◆ Task to complete: Copy the listing below word for word, keeping every line in its original order.

◆ Given information:

>>>>

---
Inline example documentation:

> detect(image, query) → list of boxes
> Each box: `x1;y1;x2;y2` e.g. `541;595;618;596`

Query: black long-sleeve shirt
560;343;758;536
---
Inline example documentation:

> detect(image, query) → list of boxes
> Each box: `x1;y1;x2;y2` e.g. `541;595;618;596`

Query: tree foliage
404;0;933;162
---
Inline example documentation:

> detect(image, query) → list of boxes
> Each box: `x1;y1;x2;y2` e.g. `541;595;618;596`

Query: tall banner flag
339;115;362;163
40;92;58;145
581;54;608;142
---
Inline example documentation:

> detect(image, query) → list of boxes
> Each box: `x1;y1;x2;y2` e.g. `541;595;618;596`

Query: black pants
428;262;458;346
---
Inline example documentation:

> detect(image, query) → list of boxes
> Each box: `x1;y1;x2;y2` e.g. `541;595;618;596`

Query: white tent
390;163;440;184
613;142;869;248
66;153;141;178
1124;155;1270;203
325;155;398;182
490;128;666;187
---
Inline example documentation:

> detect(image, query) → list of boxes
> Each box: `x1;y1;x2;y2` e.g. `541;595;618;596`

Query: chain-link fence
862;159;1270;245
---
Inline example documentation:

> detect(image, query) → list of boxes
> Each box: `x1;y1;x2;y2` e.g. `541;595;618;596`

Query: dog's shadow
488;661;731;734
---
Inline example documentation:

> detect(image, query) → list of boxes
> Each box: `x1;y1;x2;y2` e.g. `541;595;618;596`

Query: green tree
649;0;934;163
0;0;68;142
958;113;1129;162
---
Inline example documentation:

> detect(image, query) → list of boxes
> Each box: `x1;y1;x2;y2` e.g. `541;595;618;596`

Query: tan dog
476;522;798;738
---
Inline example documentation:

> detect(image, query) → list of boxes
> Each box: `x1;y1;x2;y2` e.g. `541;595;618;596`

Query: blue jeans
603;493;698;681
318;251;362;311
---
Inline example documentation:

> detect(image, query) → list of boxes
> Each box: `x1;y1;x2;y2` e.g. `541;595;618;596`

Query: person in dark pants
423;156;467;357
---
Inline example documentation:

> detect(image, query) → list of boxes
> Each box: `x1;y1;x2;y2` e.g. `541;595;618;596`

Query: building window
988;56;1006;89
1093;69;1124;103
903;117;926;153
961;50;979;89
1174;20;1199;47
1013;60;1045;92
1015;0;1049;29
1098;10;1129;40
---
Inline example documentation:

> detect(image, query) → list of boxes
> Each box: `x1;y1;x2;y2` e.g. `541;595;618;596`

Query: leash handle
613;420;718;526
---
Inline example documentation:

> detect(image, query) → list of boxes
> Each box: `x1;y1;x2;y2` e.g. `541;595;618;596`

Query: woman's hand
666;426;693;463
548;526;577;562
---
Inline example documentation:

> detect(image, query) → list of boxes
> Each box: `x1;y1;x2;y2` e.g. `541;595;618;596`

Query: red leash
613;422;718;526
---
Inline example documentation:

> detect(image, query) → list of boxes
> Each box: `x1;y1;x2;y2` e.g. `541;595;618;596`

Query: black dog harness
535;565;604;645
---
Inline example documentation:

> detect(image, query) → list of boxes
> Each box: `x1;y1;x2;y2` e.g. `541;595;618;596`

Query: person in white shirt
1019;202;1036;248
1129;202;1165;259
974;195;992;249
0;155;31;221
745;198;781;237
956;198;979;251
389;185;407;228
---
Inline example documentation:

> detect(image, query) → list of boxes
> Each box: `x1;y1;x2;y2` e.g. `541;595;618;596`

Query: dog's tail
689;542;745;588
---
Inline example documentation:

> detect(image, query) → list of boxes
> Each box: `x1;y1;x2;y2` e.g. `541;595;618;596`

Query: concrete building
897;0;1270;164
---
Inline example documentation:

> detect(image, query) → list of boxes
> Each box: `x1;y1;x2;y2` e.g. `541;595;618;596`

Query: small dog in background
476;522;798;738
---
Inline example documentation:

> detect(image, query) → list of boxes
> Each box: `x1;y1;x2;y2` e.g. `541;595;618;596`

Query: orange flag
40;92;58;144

<<<<

◆ Full answer:
---
Inline example documentation:

> detect(image, query) → list of boxes
> Each box: `x1;y1;x2;y2` e.g. `541;595;618;596`

Query: black long-sleeve shirt
560;343;758;536
---
Inline example documentation:

> detect(image, query) → list of boxes
> Each box: `x1;y1;x2;y2` e.g. `541;595;618;596`

Query: tree foliage
404;0;933;162
---
Inline example documentation:

> detect(image, query) → list of boxes
> Each box: `x1;y1;x2;y2` e.g. `541;595;618;596`

Query: tall banner flag
339;115;362;163
40;92;58;145
581;54;608;142
---
Inline example documentation:

> detect(image, query) → list of boxes
> Each box: `x1;y1;x2;y2` e.g. `541;595;618;596`

Query: black pants
428;262;458;346
---
Inline example documentation:

> detect(image, query) → list of boxes
> Each box: `x1;y1;x2;y2` e.g. `541;595;618;596`

Query: white tent
390;163;440;184
613;142;869;248
66;153;141;178
1124;155;1270;203
325;155;398;182
490;128;666;187
---
Inline example documentation:

> detect(image, query) → list of boxes
> Each box: `x1;y1;x2;y2` e.g. `541;595;618;596`

Query: chain-link fence
862;159;1270;245
---
Inline example documentation:

> detect(image, query) → list of boxes
> Each box: `x1;y1;x2;y2` e.g. `541;595;618;596`

Query: dog's shadow
488;661;731;734
---
Inline example documentation:

> detect(image, query) → list of boxes
> Each box: `x1;y1;x2;y2` e.g. `541;595;618;596`

Query: green tree
649;0;934;163
0;0;68;142
958;113;1129;162
---
Inline example documentation:

> detect(image, query) → list of boxes
> Each box: `x1;y1;x2;y2` e.g. `541;595;618;596`

Query: tan dog
476;522;798;738
---
Inline example documentation:

> detect(image, query) → list of boxes
> Each box: `x1;y1;x2;y2` e.g. `541;595;618;596`

Query: blue jeans
603;493;698;681
318;251;362;311
---
Inline example documentation:

> detect(image, query) → list of boxes
> Each box: `x1;y1;x2;y2` e.g. `541;595;618;596`

Query: person in dark pants
423;156;467;357
---
Inline example documentation:

> detect(image, query) → list of boxes
> Each box: `x1;y1;x2;y2` e.g. `541;595;618;596`

Query: building window
988;56;1006;89
1093;69;1124;103
903;117;926;153
961;50;979;89
1174;20;1199;47
1013;60;1045;92
1015;0;1049;29
1098;10;1129;40
---
Inline example documentation:

> detect(image, query) → list of boxes
> Each box: `x1;y1;x2;y2` e.g. `541;595;618;596`

Query: leash handle
613;420;718;526
---
Inline example documentation:

> detect(image, query) → list of boxes
> Each box: `x1;y1;x2;y2` e.g. `541;595;618;596`

Query: woman's hand
666;426;693;463
548;526;577;562
---
Inline example documentation:

> detect(image, query) → list of boxes
> Each box: `x1;y1;x2;y2` e.g. `541;595;618;596`

Query: red leash
613;422;718;526
---
Inline example documentation:

> detect(image, query) → list of boxes
> Each box: `x1;y1;x2;y2` e.g. `541;595;618;596`

Query: black dog harness
535;565;604;645
---
Inline example documentation:

> detect(image, query) → list of boxes
> Each box: `x1;y1;x2;y2` e.g. `541;595;618;596`

Query: person in white shirt
1019;202;1036;248
1129;202;1165;259
974;195;992;249
0;155;31;221
745;198;781;237
956;198;979;251
389;185;407;228
---
Inline example documentation:

> detect(image, query) → list of boxes
> Each box: `x1;y1;x2;y2` e.g. `541;595;618;596`

Query: dog's tail
689;542;745;588
---
Inline example documentation:

> detect(image, query) → list of boxes
> Each box: `x1;y1;x2;y2` e.g. `541;595;618;596`

Query: concrete building
897;0;1270;164
---
Inline example documentation:

> detect(image, query) → list of boxes
> Each box: `x1;y1;x2;y2` e.g. `541;595;618;596`

Query: small dog in background
476;522;798;738
---
Inline example documentation:

> detect(image, query) → list of boxes
> Each box: `x1;y1;x2;y2` e.g. `541;595;618;596`

Query: orange flag
40;92;58;144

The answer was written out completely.